Prompt: Return only this: the line with "Could you point out the white column in" and all the lines that follow it below, through the final one, exactly as they are.

Extracted records:
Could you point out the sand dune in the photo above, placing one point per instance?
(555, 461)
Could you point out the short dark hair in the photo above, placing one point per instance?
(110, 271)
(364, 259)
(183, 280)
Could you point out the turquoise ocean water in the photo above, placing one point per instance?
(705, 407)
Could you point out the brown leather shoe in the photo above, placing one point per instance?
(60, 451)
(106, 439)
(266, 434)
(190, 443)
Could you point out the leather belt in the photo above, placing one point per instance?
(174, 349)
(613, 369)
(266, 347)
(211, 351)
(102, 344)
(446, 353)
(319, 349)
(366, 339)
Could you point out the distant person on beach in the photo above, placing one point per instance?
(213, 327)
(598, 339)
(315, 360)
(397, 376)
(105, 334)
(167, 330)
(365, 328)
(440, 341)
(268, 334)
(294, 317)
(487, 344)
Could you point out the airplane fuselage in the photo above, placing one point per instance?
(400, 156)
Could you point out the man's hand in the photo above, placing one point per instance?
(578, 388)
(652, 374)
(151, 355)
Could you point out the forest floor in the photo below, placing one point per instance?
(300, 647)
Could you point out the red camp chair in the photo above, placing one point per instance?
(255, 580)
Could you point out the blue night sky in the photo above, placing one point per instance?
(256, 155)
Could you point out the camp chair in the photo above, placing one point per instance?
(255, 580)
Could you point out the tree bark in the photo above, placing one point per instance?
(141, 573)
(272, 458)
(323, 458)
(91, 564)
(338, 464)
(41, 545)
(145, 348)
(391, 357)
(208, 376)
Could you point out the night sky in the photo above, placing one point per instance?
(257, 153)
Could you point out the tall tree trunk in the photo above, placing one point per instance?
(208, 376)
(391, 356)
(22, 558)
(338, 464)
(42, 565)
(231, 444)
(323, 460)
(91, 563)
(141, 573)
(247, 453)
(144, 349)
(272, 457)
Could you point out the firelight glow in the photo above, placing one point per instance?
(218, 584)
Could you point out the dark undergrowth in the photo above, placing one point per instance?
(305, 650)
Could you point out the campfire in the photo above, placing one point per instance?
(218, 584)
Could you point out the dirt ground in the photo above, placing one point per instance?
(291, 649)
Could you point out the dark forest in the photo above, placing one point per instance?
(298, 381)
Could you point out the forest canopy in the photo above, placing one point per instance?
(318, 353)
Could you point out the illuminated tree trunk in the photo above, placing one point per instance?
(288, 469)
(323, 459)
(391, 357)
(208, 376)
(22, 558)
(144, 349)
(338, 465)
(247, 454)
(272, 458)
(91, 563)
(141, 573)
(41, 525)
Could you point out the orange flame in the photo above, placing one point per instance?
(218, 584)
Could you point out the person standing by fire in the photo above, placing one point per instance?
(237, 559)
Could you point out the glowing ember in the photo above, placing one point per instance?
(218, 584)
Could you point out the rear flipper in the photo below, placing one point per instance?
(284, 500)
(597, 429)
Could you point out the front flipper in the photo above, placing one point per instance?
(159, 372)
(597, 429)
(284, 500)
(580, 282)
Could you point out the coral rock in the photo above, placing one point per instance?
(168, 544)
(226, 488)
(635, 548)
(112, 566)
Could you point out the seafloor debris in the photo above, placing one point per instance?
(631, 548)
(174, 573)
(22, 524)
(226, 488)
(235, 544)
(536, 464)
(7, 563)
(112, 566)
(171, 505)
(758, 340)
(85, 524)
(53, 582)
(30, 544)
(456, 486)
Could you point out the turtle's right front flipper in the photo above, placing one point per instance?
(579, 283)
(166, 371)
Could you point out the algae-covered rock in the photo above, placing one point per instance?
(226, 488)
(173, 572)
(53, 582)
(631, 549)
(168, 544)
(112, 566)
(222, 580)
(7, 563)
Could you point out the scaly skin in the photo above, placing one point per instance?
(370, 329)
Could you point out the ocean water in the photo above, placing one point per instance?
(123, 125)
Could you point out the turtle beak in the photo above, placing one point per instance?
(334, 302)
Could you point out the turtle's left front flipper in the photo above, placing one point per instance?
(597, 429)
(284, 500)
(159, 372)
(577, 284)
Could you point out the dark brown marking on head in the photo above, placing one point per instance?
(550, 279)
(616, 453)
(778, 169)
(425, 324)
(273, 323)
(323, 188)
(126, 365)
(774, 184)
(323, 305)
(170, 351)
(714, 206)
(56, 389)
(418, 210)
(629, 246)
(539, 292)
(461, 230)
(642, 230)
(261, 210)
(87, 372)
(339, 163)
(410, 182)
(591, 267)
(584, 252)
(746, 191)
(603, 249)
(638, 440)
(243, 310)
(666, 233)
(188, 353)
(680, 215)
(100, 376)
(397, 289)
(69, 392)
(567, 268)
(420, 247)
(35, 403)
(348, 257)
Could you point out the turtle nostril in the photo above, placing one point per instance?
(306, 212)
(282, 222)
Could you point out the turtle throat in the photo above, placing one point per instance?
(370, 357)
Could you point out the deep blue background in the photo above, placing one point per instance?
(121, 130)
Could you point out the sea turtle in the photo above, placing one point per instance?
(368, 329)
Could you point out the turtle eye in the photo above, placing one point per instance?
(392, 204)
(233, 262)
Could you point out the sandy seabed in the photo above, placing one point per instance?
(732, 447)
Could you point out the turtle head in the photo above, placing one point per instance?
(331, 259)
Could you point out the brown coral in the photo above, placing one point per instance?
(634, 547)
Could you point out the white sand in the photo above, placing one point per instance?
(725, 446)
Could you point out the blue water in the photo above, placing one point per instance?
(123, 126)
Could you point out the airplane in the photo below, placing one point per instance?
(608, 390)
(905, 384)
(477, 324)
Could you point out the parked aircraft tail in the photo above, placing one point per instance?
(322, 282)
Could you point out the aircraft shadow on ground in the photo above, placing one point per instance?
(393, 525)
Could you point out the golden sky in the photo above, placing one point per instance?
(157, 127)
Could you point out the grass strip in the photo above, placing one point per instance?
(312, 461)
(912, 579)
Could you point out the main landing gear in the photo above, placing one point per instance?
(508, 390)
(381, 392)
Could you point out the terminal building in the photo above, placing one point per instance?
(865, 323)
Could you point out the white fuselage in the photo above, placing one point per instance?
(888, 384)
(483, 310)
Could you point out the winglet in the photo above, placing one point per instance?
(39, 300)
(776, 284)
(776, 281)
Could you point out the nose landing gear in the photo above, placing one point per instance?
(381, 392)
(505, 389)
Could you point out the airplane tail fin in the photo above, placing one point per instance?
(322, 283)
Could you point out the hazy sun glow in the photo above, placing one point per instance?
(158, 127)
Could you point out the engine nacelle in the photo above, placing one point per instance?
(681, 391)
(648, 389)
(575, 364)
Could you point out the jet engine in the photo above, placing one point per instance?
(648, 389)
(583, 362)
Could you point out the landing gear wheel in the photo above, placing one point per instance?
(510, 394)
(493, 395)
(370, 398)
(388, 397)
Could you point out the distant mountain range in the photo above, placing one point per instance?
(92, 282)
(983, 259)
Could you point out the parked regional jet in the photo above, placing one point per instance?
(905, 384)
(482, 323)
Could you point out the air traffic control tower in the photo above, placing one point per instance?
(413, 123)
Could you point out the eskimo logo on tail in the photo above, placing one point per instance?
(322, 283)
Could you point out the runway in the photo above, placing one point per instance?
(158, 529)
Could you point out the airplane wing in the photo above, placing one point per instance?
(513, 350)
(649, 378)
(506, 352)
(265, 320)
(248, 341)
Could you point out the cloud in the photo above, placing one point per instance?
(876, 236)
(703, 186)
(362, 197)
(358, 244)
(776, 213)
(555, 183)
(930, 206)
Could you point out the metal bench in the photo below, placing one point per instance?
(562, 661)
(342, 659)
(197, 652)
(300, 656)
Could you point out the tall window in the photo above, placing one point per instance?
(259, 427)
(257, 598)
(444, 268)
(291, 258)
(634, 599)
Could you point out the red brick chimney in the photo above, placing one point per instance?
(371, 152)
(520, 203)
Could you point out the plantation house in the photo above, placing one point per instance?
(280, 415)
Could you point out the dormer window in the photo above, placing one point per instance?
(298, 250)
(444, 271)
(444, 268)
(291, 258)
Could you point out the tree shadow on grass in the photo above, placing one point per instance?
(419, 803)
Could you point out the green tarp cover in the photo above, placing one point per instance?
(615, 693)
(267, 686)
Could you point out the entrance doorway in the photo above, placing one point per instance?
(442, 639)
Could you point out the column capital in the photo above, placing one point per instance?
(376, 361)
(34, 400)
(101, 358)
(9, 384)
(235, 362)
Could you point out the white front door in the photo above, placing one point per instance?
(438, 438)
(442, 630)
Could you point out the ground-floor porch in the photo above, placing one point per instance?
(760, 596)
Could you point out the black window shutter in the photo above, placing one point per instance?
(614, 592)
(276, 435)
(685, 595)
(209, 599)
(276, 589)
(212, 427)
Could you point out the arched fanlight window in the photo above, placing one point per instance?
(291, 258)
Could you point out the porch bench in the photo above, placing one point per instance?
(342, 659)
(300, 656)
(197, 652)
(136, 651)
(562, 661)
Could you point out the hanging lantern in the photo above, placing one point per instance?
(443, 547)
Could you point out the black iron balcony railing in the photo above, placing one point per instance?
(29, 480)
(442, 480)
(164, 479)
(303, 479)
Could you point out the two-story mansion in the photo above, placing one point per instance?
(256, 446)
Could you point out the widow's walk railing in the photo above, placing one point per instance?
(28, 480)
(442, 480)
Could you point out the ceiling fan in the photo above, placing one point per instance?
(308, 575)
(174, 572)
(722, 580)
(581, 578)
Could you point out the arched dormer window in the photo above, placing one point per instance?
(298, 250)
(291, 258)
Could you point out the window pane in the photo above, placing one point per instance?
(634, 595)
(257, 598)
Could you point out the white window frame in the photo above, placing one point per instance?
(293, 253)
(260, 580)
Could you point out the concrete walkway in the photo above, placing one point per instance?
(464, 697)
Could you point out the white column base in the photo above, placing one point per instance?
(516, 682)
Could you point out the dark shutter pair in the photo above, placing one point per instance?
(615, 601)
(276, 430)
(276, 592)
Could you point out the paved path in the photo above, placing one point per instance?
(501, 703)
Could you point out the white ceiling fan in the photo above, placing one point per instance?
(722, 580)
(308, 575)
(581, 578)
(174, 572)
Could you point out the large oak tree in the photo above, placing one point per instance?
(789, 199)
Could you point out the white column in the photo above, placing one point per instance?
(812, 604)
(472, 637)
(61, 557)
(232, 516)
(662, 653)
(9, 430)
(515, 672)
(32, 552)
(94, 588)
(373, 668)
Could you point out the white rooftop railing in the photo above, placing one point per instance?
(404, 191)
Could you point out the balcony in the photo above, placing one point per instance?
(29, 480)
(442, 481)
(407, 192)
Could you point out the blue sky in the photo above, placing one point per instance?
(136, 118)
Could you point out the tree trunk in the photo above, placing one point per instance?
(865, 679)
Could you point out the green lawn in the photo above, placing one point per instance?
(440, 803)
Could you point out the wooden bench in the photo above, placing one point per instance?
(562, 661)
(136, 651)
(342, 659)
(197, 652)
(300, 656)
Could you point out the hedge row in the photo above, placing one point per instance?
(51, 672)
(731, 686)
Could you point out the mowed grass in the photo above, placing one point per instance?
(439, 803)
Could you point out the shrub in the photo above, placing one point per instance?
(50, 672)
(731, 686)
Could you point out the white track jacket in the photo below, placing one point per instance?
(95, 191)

Result of this task:
Could you point out the white column in the photo above, placing one point per instance?
(812, 604)
(472, 637)
(61, 557)
(232, 516)
(662, 653)
(9, 430)
(515, 672)
(32, 552)
(94, 588)
(373, 668)
Could you point out the white rooftop railing in the photo above, placing one point per instance?
(404, 191)
Could you point out the balcony in the photo above, placing one point per instance?
(29, 480)
(442, 481)
(407, 192)
Could you point out the blue sky in the photo above, placing one point per instance?
(136, 118)
Could you point out the tree trunk in the photo above, placing one point per instance?
(865, 679)
Could you point out the green lawn in the photo above, placing one point per instance?
(440, 803)
Could you point out the wooden bench in the photo above, placing one point per instance?
(562, 661)
(136, 651)
(342, 659)
(197, 652)
(300, 656)
Could you point out the hedge row in the photo above, placing one point per instance?
(51, 672)
(731, 686)
Could you point out the mowed grass in the photo above, placing one point per instance?
(439, 803)
Could you point out the shrub in the photo above, placing one point per instance?
(50, 672)
(731, 686)
Could you point out the white track jacket in the photo below, placing one point per instance?
(95, 191)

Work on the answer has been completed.